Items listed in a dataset
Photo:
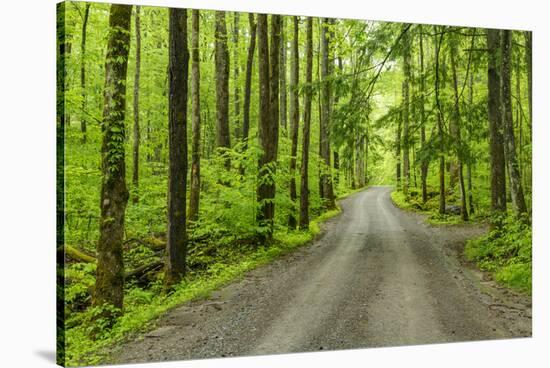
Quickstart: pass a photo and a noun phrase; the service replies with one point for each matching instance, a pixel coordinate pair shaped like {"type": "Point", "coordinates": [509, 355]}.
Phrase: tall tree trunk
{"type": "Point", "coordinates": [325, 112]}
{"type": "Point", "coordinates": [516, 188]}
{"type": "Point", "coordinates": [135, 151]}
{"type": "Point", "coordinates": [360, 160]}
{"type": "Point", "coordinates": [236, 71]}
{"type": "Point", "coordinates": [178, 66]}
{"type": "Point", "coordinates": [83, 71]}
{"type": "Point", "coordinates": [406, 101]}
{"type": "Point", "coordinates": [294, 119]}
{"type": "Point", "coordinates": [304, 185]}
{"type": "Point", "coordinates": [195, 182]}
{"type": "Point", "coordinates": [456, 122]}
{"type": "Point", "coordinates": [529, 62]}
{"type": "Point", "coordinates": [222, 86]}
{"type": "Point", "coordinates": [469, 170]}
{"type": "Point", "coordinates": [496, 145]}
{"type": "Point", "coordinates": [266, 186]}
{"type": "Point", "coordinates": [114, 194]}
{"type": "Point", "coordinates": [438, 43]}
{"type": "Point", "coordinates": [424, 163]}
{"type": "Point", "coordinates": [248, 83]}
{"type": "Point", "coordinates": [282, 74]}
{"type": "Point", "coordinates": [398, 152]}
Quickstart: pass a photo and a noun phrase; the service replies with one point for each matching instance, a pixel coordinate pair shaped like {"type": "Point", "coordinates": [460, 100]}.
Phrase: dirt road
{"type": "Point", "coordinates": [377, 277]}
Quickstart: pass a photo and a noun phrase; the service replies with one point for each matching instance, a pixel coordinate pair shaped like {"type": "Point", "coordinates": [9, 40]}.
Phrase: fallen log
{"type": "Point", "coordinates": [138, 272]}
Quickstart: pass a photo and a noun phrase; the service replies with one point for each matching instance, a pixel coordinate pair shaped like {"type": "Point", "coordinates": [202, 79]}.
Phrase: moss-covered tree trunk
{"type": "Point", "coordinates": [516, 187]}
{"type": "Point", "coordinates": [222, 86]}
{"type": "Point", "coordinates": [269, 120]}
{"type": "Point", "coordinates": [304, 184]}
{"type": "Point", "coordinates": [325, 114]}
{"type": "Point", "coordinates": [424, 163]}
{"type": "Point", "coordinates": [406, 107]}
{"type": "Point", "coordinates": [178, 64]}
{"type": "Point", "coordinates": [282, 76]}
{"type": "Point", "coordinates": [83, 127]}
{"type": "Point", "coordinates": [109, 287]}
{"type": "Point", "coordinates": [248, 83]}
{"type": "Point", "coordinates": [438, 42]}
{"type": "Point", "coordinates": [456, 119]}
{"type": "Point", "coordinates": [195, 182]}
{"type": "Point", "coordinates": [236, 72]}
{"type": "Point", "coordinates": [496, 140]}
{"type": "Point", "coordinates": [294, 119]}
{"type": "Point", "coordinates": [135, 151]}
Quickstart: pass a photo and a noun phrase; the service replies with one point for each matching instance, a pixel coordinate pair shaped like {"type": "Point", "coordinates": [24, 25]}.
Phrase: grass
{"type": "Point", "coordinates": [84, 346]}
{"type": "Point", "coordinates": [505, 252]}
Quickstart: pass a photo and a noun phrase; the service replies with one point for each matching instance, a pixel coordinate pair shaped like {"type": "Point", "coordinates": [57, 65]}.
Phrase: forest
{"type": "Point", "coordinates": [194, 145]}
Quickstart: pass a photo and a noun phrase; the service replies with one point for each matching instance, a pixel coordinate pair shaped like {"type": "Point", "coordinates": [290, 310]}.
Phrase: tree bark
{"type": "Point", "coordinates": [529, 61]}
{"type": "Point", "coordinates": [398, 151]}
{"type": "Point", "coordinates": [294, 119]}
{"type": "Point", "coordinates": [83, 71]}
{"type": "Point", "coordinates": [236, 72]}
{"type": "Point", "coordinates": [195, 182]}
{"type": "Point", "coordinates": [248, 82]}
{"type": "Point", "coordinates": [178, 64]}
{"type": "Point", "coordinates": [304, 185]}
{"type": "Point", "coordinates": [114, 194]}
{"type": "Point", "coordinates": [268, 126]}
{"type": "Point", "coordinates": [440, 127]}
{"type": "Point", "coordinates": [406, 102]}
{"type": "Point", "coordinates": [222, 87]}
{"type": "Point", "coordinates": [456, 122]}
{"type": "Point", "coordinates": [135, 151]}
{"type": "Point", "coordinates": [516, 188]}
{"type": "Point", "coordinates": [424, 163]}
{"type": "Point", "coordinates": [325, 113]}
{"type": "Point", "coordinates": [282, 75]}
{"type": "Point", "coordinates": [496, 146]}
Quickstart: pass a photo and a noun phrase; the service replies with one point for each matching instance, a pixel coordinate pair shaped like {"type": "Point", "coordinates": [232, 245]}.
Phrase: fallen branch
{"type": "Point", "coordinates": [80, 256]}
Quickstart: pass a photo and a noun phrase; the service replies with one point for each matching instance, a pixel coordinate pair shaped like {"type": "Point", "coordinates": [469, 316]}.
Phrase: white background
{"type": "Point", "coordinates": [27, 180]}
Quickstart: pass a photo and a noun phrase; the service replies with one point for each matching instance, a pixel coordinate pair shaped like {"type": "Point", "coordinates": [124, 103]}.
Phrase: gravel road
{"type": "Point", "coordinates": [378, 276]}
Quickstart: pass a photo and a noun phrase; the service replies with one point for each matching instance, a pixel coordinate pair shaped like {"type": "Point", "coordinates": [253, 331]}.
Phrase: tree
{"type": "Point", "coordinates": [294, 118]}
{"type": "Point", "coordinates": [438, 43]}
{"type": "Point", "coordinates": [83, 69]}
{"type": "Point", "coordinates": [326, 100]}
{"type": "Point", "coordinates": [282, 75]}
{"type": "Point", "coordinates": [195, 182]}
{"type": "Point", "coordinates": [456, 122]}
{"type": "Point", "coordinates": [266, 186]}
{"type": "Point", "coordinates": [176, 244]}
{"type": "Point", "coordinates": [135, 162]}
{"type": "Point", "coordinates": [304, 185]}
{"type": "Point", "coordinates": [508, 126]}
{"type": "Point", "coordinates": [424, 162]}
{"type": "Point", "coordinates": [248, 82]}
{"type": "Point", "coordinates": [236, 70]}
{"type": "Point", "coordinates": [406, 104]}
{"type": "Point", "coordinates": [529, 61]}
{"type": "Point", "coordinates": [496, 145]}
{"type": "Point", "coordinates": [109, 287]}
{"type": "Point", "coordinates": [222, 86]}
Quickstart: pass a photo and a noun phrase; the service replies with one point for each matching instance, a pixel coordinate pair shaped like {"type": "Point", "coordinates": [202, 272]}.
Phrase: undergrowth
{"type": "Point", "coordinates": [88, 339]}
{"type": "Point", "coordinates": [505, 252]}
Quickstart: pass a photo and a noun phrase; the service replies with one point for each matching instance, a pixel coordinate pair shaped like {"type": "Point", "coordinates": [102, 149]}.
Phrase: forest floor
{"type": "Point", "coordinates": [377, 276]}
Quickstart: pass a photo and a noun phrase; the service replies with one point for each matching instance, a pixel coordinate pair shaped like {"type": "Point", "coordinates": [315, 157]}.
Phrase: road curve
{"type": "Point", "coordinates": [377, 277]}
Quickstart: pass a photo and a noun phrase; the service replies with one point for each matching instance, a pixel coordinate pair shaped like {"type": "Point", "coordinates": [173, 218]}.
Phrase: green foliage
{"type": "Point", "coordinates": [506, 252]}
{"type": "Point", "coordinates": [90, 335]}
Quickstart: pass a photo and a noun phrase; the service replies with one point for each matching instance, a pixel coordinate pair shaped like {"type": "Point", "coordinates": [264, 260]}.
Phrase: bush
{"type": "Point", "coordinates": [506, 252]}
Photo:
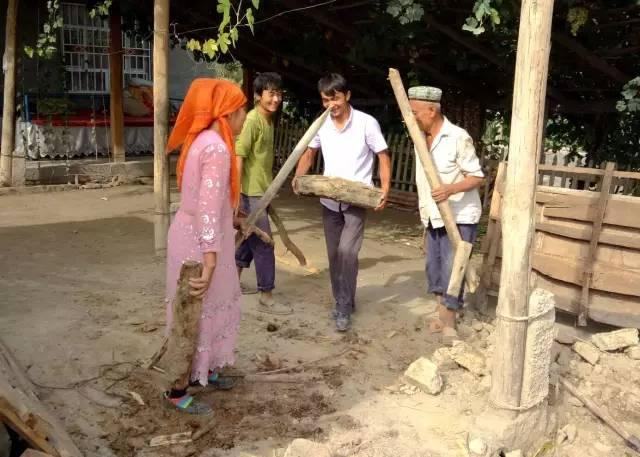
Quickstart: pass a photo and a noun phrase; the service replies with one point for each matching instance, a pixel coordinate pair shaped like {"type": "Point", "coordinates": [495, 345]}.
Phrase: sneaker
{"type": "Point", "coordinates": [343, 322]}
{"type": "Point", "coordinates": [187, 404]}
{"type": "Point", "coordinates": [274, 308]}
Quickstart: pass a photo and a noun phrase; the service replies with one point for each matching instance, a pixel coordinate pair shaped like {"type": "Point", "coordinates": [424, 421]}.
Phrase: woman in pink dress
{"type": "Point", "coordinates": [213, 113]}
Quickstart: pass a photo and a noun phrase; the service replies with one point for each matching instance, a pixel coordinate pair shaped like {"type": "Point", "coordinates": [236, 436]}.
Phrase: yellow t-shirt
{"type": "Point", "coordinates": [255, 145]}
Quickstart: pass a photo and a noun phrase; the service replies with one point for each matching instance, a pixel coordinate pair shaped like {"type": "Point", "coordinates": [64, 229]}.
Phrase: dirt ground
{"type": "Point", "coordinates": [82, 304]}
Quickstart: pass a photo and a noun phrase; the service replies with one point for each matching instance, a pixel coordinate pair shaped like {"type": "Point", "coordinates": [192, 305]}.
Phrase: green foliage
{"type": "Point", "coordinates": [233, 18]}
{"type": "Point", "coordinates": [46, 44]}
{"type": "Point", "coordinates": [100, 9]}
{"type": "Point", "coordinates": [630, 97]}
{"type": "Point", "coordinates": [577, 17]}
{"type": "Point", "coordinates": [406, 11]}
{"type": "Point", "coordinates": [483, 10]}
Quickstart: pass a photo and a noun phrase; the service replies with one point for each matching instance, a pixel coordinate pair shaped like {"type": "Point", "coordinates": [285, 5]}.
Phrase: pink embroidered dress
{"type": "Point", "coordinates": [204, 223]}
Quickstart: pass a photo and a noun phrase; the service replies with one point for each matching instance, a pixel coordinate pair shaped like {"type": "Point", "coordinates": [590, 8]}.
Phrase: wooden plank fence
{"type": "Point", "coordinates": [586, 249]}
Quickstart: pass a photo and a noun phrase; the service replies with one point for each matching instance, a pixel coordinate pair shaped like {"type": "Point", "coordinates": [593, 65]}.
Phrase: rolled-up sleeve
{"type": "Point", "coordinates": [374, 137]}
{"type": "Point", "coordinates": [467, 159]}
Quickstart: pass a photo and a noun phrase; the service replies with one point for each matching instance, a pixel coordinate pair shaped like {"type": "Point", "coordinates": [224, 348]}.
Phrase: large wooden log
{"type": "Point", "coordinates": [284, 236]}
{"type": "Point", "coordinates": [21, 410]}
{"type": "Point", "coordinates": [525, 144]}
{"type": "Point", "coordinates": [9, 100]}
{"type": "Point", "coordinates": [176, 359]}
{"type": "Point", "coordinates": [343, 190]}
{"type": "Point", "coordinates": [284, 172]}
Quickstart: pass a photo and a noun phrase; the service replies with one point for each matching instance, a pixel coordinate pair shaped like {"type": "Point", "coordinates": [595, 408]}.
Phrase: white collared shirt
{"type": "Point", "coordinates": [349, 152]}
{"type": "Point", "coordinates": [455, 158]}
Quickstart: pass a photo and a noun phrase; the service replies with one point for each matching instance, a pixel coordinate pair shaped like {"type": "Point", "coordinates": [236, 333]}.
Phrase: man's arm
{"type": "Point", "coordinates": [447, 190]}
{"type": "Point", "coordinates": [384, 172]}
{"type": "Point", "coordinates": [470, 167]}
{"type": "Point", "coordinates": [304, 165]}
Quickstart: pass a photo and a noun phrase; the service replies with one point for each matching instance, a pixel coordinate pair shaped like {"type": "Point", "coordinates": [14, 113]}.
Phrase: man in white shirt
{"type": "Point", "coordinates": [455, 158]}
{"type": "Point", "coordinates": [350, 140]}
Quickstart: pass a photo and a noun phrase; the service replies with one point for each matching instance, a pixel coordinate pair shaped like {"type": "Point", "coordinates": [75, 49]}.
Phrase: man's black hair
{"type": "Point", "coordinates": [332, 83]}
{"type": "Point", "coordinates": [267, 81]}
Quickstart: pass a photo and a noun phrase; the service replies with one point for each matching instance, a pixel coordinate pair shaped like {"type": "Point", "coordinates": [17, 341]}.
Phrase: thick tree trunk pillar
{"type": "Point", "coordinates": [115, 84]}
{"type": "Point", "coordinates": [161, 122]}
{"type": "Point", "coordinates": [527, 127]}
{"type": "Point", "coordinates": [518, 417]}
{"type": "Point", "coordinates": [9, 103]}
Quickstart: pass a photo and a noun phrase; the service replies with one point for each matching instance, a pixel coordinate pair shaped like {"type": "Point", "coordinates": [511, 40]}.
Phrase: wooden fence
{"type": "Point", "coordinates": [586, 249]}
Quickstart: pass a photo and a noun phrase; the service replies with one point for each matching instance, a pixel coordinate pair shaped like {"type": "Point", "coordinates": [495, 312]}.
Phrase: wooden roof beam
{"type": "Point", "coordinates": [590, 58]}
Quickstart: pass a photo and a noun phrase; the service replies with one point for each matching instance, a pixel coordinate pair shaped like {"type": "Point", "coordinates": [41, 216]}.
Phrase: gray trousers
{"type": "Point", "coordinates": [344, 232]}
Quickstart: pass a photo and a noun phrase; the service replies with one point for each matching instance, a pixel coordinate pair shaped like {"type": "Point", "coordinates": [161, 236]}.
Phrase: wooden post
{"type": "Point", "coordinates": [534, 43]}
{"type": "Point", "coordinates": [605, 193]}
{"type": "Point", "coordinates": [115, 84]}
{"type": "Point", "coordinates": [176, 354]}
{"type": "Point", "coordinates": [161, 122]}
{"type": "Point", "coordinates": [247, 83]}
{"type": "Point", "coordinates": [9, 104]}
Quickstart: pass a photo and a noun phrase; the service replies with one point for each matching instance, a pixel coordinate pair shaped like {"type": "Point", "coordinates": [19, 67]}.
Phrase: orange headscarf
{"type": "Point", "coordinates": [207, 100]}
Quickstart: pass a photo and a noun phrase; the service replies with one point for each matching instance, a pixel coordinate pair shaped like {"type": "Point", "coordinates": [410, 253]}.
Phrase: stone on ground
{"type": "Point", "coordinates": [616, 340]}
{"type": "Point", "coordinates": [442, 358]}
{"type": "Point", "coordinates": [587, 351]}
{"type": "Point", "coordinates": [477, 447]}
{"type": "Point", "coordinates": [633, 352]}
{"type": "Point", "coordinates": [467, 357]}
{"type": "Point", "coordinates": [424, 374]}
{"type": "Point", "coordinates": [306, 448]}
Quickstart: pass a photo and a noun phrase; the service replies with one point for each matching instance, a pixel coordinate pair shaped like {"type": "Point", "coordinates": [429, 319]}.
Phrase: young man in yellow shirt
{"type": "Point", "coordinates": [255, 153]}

● **Activity**
The required result is an exact repeat of the records above from the line containing "Phrase: gray trousers" to their final line.

● **Result for this task**
Phrase: gray trousers
{"type": "Point", "coordinates": [344, 232]}
Quickstart: pass a photo and a noun phrase; the service replies with one point for each matching instance, a pixel coordinate pair shaped like {"type": "Point", "coordinates": [161, 236]}.
Phrase: wooden post
{"type": "Point", "coordinates": [534, 43]}
{"type": "Point", "coordinates": [605, 193]}
{"type": "Point", "coordinates": [115, 84]}
{"type": "Point", "coordinates": [176, 354]}
{"type": "Point", "coordinates": [161, 122]}
{"type": "Point", "coordinates": [247, 83]}
{"type": "Point", "coordinates": [9, 104]}
Quickstart: pass a photo and a noun phrase; the service replies with one point for each matching instance, a pixel coordinate pair shaped like {"type": "Point", "coordinates": [19, 67]}.
Phrase: orange headscarf
{"type": "Point", "coordinates": [207, 100]}
Quickstart: pass a photo and a noun phrase; the service replies with one point for each matching instance, a pixel coordinate pair shaped like {"type": "Point", "coordinates": [410, 253]}.
Phrase: stone on ground
{"type": "Point", "coordinates": [616, 340]}
{"type": "Point", "coordinates": [442, 358]}
{"type": "Point", "coordinates": [587, 351]}
{"type": "Point", "coordinates": [477, 447]}
{"type": "Point", "coordinates": [633, 352]}
{"type": "Point", "coordinates": [467, 357]}
{"type": "Point", "coordinates": [424, 374]}
{"type": "Point", "coordinates": [306, 448]}
Quickstart: pass a photo and a noun phrase; the service replies with one point for each matching instance, a pixel coordinate pair shaped like {"type": "Point", "coordinates": [429, 319]}.
Phrase: young man in yellow shirt
{"type": "Point", "coordinates": [255, 153]}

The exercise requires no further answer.